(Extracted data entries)
== == ==
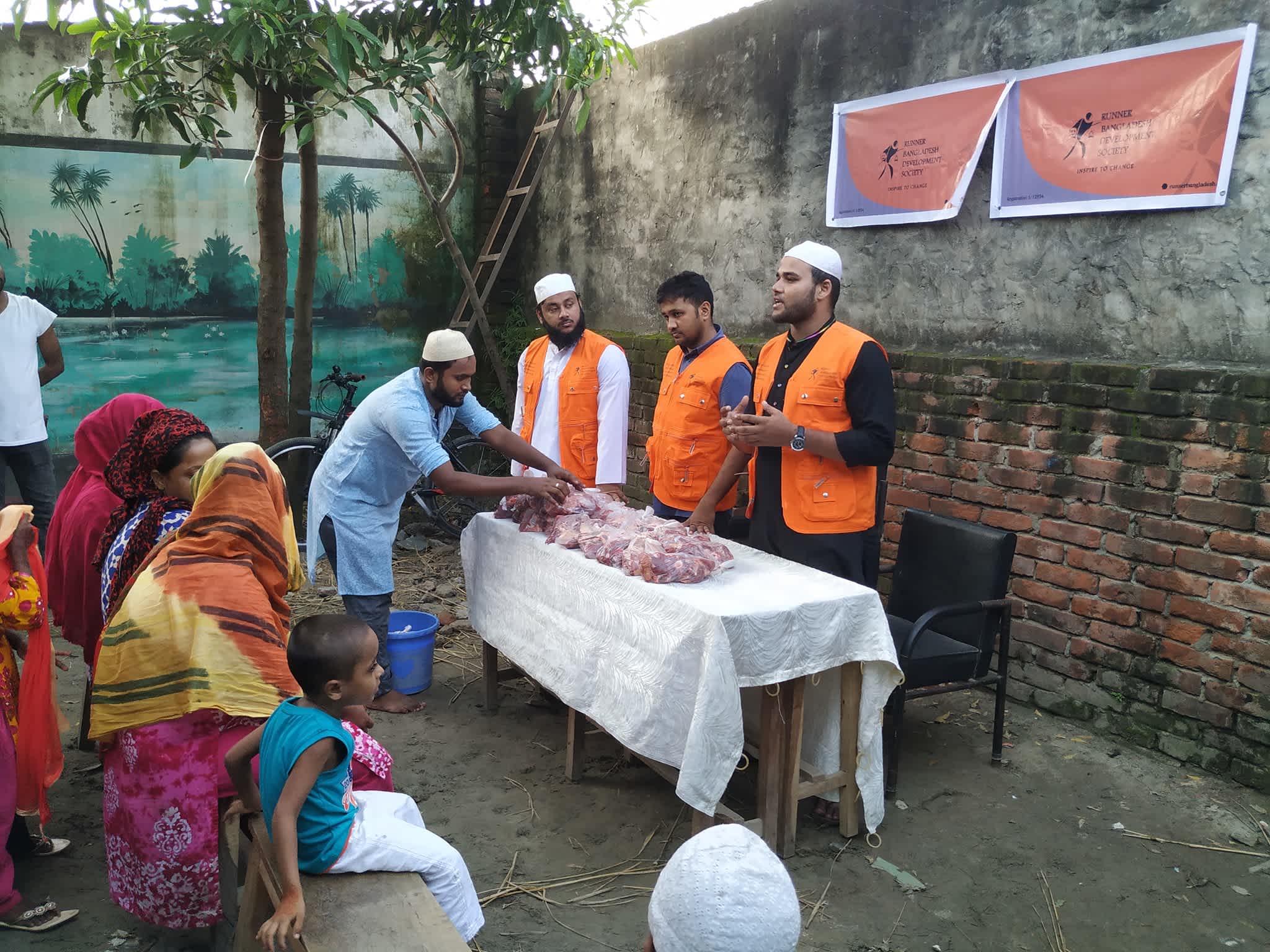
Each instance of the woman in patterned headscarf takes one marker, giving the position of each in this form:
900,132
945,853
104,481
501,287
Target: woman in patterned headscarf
83,512
151,474
192,660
== == ==
=== Your assignment ===
The records above are to be restated exactly, with all pictures omitted.

=== Response area ===
Each instance of the woman in patterned headscarf takes one marker, giving the position of each in this form:
900,132
945,853
104,481
501,287
Target: woman in patterned headscarf
83,512
151,474
192,660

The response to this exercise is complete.